[Stored items]
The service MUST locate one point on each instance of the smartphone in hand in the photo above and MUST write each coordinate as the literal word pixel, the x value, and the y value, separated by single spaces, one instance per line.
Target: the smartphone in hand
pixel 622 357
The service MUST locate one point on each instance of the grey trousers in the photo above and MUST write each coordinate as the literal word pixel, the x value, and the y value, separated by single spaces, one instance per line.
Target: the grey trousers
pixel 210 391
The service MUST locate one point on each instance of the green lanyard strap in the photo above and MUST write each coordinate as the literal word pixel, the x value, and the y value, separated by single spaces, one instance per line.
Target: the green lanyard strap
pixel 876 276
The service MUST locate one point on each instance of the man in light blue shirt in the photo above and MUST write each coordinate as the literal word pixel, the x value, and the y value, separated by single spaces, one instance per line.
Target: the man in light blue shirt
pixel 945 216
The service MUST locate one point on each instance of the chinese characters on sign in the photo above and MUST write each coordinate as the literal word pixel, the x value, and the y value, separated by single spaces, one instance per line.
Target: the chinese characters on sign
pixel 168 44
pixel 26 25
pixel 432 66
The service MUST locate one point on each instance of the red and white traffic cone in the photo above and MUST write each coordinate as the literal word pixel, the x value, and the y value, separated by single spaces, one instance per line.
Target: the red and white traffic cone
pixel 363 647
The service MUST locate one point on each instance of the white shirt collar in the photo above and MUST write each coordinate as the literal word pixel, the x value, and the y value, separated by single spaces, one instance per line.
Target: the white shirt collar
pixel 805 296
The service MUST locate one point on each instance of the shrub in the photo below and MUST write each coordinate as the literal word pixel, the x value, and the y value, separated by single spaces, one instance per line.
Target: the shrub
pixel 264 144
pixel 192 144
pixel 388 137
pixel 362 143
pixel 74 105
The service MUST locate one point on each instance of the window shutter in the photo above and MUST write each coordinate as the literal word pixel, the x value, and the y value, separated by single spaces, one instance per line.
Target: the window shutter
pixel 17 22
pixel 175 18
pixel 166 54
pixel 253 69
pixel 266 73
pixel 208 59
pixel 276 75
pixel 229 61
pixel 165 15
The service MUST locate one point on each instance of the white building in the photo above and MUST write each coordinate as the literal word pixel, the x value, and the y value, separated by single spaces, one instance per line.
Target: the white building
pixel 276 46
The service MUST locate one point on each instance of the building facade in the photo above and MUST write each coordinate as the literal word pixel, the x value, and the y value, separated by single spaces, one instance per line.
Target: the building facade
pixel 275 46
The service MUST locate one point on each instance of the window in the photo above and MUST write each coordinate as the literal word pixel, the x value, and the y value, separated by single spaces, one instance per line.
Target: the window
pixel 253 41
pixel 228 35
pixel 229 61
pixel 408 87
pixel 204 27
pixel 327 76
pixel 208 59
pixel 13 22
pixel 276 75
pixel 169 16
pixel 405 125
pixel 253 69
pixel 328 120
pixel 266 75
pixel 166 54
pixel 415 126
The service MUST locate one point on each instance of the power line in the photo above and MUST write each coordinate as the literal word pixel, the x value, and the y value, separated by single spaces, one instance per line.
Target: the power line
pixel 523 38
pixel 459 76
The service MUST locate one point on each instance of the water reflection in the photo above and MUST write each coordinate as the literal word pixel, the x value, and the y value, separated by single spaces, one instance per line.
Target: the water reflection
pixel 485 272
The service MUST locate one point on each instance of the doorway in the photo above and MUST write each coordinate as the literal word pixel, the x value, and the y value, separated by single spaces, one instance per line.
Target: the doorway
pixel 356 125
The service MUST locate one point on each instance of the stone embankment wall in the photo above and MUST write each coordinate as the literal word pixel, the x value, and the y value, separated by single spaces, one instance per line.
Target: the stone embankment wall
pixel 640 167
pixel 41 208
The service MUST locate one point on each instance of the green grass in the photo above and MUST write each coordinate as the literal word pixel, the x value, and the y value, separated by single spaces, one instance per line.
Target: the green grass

**ABOUT THIS TASK**
Retype all of the entries shown above, exactly.

**ANSWER SPACE**
The service MUST locate one point on each instance of the smartphone in hand in the photo above and MUST write each coordinate as the literal word pixel, the x value, and the y value, separated by single spaces, one instance per line.
Target: the smartphone in hand
pixel 622 357
The service MUST locate one point on each instance of the grey trousers in the photo above and MUST write each coordinate as the literal word pixel, the x value, and the y value, separated by single spaces, one instance per line.
Target: the grey trousers
pixel 210 391
The service MUST locate one point on each instance of the green lanyard strap in the photo above and MUST write each coordinate as the literal word pixel, the x value, and the y value, separated by single spaces, one instance per line.
Target: the green lanyard strap
pixel 876 276
The service MUST locate one point on each instance of the man in light blue shirt in the photo above and MUST write each coordinate as the literal word pixel, the x value, and the y value, separated by single spaces, one instance per line.
Target: the man in light blue shirt
pixel 945 216
The service MUST locate one point on each instance of the chinese characters on sign in the photo above and MUST write each coordinate as the literal word pixel, the x value, and the y value, separated by single spaces, one instance per line.
Target: the chinese characters on sign
pixel 168 44
pixel 26 25
pixel 432 66
The service MUST locate one point on each instance of the red and white traffic cone in the photo above and MUST write each coordinate as the literal word pixel, the x value, and the y value, separated by single spaces, one instance per line.
Target: the red and white traffic cone
pixel 363 647
The service MUST locate one point on each instance of the white shirt collar in the photo above and MUST write each coordinate as the literal word pixel, the x value, and the y value, separated by single spaces, one instance per line.
Target: the white shirt collar
pixel 805 296
The service MUST locate one point on each instance of the shrub in the photo below and MUST write each coordinate as the literal word pixel, the x value, and the y value, separated by single spaces, one instance per line.
Target: the shrub
pixel 264 144
pixel 192 144
pixel 388 137
pixel 362 143
pixel 74 105
The service MUST locate one point on each instance of the window shutter in the photo above and MUST write each coordinate as the literal word pixel, the x value, and the y value, separated by single spaces, one instance per line.
Target: the window shutter
pixel 17 22
pixel 175 18
pixel 166 54
pixel 253 69
pixel 266 73
pixel 208 59
pixel 276 75
pixel 229 61
pixel 165 15
The service MUST locate one point on each instance of the white building in the photo above and MUST write each coordinate as the literal word pixel, the x value, and the y value, separated by single spaces, one instance per line.
Target: the white building
pixel 276 46
The service MUST locate one point on each instance of the building facade in the photo above and MUST write each coordinate as the literal word pixel, the x value, and the y value, separated by single spaces, one instance per line.
Target: the building facade
pixel 275 46
The service MUST locate one point on each instance of the window in the photo above and MUST write each coordinate as the literal word pixel, the x value, and the y value, separated by single spaces, one instance per line.
Target: the window
pixel 253 41
pixel 228 35
pixel 229 61
pixel 408 87
pixel 204 27
pixel 327 76
pixel 208 59
pixel 13 22
pixel 276 75
pixel 169 16
pixel 405 125
pixel 253 69
pixel 328 120
pixel 266 75
pixel 166 54
pixel 415 126
The service MUST locate one point on each instance of the power line in the photo above and MUST write each coordinate as the literal word pixel, the x value, and the y value, separated by single spaces, one instance per line.
Target: the power line
pixel 523 38
pixel 459 76
The service MUST locate one point on each instance of the water reflection in the photo above and MUST write each coordinate as the literal word pixel, the x value, and the y value, separated by single spaces, one instance per line.
Target: the water reflection
pixel 485 272
The service MUST locate one point on each instance of the doorway in the photo above and MUST write each coordinate as the literal word pixel, the x value, and the y value, separated by single spaces, one instance per line.
Target: the doorway
pixel 356 125
The service MUST locate one point on each instance of the stone embankment wall in the photo above and MUST write each coordinate as the literal word pixel, the x value, and the y value, separated by single spaces, one instance per line.
Target: the stone embankment wall
pixel 640 167
pixel 41 208
The service MUST locate one point on each instance of the green grass in the photo above and MUST write each coordinate as the literal word pixel, the x value, and the y value, separated by single spaces, one instance per line.
Target: the green grass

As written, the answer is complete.